| Stated task |
Restate the full set of records exactly, without adding or dropping a word.
::: Data :::
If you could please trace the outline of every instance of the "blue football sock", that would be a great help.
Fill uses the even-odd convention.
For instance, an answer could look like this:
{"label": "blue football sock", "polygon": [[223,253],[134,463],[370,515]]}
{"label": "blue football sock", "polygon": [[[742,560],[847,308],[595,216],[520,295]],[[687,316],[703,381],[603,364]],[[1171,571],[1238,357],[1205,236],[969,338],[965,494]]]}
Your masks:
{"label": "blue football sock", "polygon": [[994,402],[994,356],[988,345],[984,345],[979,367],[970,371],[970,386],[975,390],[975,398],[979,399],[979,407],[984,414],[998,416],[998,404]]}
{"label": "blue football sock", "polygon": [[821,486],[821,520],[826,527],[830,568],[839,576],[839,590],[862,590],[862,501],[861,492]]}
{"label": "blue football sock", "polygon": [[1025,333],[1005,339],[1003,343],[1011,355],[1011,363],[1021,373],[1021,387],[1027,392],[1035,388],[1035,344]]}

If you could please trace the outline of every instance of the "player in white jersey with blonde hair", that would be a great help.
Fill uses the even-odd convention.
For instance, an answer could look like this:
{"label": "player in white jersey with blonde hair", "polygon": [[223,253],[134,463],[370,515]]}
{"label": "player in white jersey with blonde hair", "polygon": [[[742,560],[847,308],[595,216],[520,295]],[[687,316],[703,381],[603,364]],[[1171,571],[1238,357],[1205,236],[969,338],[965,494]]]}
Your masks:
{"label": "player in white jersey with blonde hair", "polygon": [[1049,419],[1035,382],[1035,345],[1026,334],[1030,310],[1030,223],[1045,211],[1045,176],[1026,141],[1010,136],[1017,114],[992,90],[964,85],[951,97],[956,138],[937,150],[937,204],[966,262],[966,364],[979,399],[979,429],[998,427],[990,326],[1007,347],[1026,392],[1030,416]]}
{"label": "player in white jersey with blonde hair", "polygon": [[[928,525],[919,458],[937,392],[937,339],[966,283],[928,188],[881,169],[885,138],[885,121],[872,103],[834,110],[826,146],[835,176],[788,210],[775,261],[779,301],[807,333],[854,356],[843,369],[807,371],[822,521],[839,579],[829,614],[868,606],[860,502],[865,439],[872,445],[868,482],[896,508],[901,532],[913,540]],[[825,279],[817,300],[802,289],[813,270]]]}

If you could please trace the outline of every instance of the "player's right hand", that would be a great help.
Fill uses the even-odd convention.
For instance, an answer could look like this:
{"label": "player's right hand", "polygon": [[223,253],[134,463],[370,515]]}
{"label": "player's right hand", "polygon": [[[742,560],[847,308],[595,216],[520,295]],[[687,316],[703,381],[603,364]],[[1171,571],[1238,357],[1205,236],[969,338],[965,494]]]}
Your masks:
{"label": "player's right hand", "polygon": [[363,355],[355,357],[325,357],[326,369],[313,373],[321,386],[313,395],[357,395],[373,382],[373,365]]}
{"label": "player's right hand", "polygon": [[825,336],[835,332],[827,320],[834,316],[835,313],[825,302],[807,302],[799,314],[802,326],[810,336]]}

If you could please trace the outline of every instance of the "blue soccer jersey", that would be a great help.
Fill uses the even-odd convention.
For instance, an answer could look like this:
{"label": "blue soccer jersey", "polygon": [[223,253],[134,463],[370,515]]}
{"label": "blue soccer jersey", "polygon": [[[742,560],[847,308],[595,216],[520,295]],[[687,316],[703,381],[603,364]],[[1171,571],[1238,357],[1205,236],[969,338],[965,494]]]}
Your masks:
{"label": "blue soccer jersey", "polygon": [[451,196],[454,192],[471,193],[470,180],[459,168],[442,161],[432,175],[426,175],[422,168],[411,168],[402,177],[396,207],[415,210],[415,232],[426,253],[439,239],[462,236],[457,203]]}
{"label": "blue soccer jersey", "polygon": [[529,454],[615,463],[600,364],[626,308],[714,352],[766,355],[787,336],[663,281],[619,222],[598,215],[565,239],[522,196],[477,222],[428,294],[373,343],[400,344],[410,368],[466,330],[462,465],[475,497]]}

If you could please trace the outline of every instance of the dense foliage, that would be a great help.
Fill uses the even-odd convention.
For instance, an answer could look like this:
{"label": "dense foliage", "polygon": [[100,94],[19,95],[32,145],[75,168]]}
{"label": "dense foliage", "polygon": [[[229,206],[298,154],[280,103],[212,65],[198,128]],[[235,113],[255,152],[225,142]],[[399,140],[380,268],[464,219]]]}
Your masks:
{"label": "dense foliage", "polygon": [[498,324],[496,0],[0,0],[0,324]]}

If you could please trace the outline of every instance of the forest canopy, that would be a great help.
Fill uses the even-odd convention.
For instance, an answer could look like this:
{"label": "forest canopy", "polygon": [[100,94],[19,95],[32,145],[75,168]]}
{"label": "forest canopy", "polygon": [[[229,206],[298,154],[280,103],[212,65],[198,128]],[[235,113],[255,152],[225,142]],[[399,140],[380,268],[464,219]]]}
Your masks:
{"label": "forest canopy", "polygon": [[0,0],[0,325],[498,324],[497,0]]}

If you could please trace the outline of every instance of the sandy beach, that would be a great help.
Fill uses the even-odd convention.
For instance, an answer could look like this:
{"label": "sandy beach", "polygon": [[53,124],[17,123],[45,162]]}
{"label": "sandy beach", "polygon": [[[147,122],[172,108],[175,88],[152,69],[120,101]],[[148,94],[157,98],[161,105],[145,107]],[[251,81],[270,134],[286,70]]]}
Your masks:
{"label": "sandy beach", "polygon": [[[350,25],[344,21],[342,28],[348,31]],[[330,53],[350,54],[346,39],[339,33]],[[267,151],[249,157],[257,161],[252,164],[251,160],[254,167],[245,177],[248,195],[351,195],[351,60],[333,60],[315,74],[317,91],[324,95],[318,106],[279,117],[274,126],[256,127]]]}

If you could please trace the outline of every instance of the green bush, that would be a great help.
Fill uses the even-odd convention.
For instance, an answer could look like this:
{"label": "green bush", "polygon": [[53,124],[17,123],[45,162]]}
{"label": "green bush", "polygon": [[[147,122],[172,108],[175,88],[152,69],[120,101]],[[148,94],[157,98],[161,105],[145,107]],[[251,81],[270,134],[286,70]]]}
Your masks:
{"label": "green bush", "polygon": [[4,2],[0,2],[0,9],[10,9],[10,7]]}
:::
| Exercise response |
If you could please trace the outline of every instance of the "blue football sock", that would be a great help.
Fill uses the even-odd convention.
For instance, an answer could look like this:
{"label": "blue football sock", "polygon": [[223,253],[134,463],[370,515]]}
{"label": "blue football sock", "polygon": [[[742,560],[847,308],[595,216],[520,295]],[[687,316],[703,381],[603,364]],[[1171,571],[1238,357],[1205,236],[969,338],[965,494]]]}
Your masks:
{"label": "blue football sock", "polygon": [[994,402],[994,356],[988,345],[984,345],[979,367],[970,371],[970,386],[975,390],[975,398],[979,399],[979,407],[984,414],[998,416],[998,404]]}
{"label": "blue football sock", "polygon": [[821,486],[821,520],[826,527],[830,568],[839,576],[839,590],[862,590],[862,501],[861,492]]}
{"label": "blue football sock", "polygon": [[1025,333],[1005,339],[1003,343],[1011,355],[1011,363],[1021,373],[1021,387],[1027,392],[1035,388],[1035,344]]}

If you could please trace the outline of every instance of the "player in white jersey with blonde hair", that would be a great help.
Fill uses the even-odd convention.
For instance, an answer could look like this:
{"label": "player in white jersey with blonde hair", "polygon": [[223,253],[134,463],[370,515]]}
{"label": "player in white jersey with blonde hair", "polygon": [[[742,560],[847,308],[595,216],[520,295]],[[687,316],[703,381],[603,364]],[[1171,571],[1238,357],[1205,236],[969,338],[965,494]]]}
Your masks:
{"label": "player in white jersey with blonde hair", "polygon": [[1049,419],[1035,382],[1035,345],[1026,334],[1030,310],[1030,223],[1045,211],[1045,176],[1026,141],[1010,136],[1017,114],[992,90],[964,85],[951,97],[956,138],[937,150],[937,204],[966,262],[966,364],[979,399],[979,429],[998,427],[990,326],[1007,347],[1026,392],[1030,416]]}
{"label": "player in white jersey with blonde hair", "polygon": [[[928,525],[919,458],[937,392],[937,339],[966,283],[928,188],[881,169],[885,138],[885,121],[872,103],[834,110],[826,146],[835,176],[788,210],[775,261],[779,301],[807,333],[854,356],[843,369],[807,371],[822,521],[839,579],[829,614],[868,606],[860,502],[865,439],[872,445],[868,482],[896,508],[901,532],[913,540]],[[825,279],[817,300],[802,289],[813,270]]]}

If you could please trace the outline of every instance of the "player's right hand", that would be a great help.
Fill uses the even-odd convention.
For instance, an answer could look like this:
{"label": "player's right hand", "polygon": [[223,253],[134,463],[370,515]]}
{"label": "player's right hand", "polygon": [[[742,560],[847,308],[595,216],[520,295]],[[687,316],[703,381],[603,364]],[[1171,571],[1238,357],[1205,236],[969,338],[965,494]]]}
Your masks:
{"label": "player's right hand", "polygon": [[363,355],[355,357],[325,357],[326,369],[313,373],[321,386],[313,395],[357,395],[373,382],[373,365]]}
{"label": "player's right hand", "polygon": [[825,336],[835,332],[827,320],[834,316],[835,313],[825,302],[807,302],[799,314],[802,326],[810,336]]}

If you could please trace the outline of every instance of the "blue soccer jersey", that would be a great help.
Fill uses the even-odd convention.
For instance, an answer could look like this:
{"label": "blue soccer jersey", "polygon": [[223,253],[134,463],[370,515]]}
{"label": "blue soccer jersey", "polygon": [[[742,560],[847,308],[595,216],[520,295]],[[687,316],[703,381],[603,364]],[[1171,571],[1238,357],[1205,236],[969,338],[965,494]]]}
Your masks:
{"label": "blue soccer jersey", "polygon": [[451,196],[454,192],[471,193],[470,180],[459,168],[442,161],[432,175],[426,175],[422,168],[411,168],[402,177],[396,207],[415,210],[415,232],[426,253],[439,239],[462,236],[457,203]]}
{"label": "blue soccer jersey", "polygon": [[529,454],[615,463],[600,364],[626,308],[714,352],[766,355],[787,336],[663,281],[619,222],[598,215],[565,239],[522,196],[477,222],[428,294],[373,343],[400,344],[410,368],[466,330],[462,465],[475,497]]}

If you could please trace the outline of every instance of the dense foliage, that would be a great help.
Fill uses the even-odd convention.
For instance, an answer could look like this:
{"label": "dense foliage", "polygon": [[100,94],[19,95],[32,145],[75,168]]}
{"label": "dense foliage", "polygon": [[[229,206],[298,154],[280,103],[212,65],[198,128]],[[235,113],[255,152],[225,142]],[[399,140],[380,268],[464,219]]]}
Your masks:
{"label": "dense foliage", "polygon": [[498,324],[496,0],[0,0],[0,324]]}

If you could please trace the outline of every instance of the forest canopy, that would be a great help.
Fill uses the even-odd convention.
For instance, an answer could look like this:
{"label": "forest canopy", "polygon": [[100,94],[19,95],[32,145],[75,168]]}
{"label": "forest canopy", "polygon": [[[229,206],[298,154],[280,103],[212,65],[198,128]],[[235,113],[255,152],[225,142]],[[399,140],[380,268],[464,219]]]}
Your masks:
{"label": "forest canopy", "polygon": [[0,0],[0,325],[498,324],[497,0]]}

If you could please trace the outline of every instance of the sandy beach, that would be a great help.
Fill uses the even-odd convention.
For instance, an answer could look like this:
{"label": "sandy beach", "polygon": [[53,124],[17,123],[45,162]]}
{"label": "sandy beach", "polygon": [[[147,122],[172,108],[175,88],[152,69],[120,101]],[[148,94],[157,98],[161,105],[145,107]],[[251,81],[270,134],[286,70]]]}
Your masks:
{"label": "sandy beach", "polygon": [[[350,25],[344,21],[342,28],[348,31]],[[330,53],[350,54],[346,39],[339,33]],[[267,151],[249,157],[257,161],[252,164],[251,160],[254,167],[245,177],[248,195],[351,195],[351,60],[333,60],[315,74],[317,91],[324,95],[318,106],[279,117],[274,126],[256,127]]]}

If you could please trace the outline of every instance of the green bush, that would be a great help.
Fill uses the even-odd convention.
For instance, an answer could look like this:
{"label": "green bush", "polygon": [[53,124],[17,123],[45,162]]}
{"label": "green bush", "polygon": [[[147,122],[172,108],[175,88],[152,69],[120,101]],[[148,94],[157,98],[161,105],[145,107]],[[251,81],[270,134],[286,70]]]}
Your masks:
{"label": "green bush", "polygon": [[4,2],[0,2],[0,9],[10,9],[10,7]]}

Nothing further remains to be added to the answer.